The input
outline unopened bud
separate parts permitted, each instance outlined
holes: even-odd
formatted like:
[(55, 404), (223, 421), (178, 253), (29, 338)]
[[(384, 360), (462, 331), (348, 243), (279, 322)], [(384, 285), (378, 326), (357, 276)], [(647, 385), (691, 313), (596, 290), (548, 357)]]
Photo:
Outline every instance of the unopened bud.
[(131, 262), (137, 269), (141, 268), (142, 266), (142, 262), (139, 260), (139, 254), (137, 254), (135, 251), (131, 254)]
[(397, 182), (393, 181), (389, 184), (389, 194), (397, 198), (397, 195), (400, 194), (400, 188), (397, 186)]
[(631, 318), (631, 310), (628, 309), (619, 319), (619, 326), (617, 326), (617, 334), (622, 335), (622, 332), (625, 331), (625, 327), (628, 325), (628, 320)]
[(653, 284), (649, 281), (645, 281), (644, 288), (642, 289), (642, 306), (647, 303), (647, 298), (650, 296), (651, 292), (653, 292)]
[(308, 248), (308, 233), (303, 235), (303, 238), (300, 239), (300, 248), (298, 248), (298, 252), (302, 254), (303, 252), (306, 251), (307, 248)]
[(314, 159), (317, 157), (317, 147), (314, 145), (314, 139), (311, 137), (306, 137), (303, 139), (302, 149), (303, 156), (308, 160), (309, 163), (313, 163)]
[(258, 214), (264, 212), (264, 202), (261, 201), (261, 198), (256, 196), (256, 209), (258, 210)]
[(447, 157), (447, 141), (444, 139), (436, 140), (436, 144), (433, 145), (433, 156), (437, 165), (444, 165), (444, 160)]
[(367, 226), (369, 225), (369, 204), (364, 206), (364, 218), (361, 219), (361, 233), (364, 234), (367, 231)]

Exercise details
Print all the lines exactly as they occur in the listing.

Exercise result
outline unopened bud
separate parts permitted, each instance outlined
holes: even-odd
formatted like:
[(55, 404), (223, 421), (178, 253), (29, 338)]
[[(384, 360), (462, 331), (348, 243), (279, 322)], [(384, 285), (378, 326), (357, 276)], [(647, 385), (691, 313), (596, 290), (548, 357)]]
Photo:
Outline every instance of the unopened bud.
[(131, 262), (137, 269), (141, 268), (142, 266), (142, 262), (139, 260), (139, 254), (137, 254), (135, 251), (131, 254)]
[(397, 182), (393, 181), (389, 184), (389, 194), (397, 198), (397, 195), (400, 194), (400, 188), (397, 186)]
[(631, 318), (631, 310), (628, 309), (619, 319), (619, 326), (617, 326), (617, 334), (622, 335), (622, 332), (625, 331), (625, 327), (628, 325), (628, 320)]
[(653, 284), (649, 281), (645, 281), (644, 288), (642, 289), (642, 306), (647, 303), (647, 298), (650, 296), (651, 292), (653, 292)]
[(308, 248), (308, 233), (303, 235), (303, 238), (300, 239), (300, 248), (298, 248), (298, 252), (302, 254), (303, 252), (306, 251), (307, 248)]
[(314, 159), (317, 157), (317, 147), (314, 145), (314, 139), (311, 137), (306, 137), (303, 139), (302, 149), (303, 156), (308, 160), (309, 163), (313, 163)]
[(258, 214), (264, 212), (264, 202), (261, 201), (261, 198), (256, 196), (256, 209), (258, 210)]
[(447, 157), (447, 141), (444, 139), (436, 140), (436, 144), (433, 145), (433, 156), (437, 165), (444, 165), (444, 160)]
[(367, 226), (369, 225), (369, 204), (364, 206), (364, 218), (361, 219), (361, 233), (364, 234), (367, 231)]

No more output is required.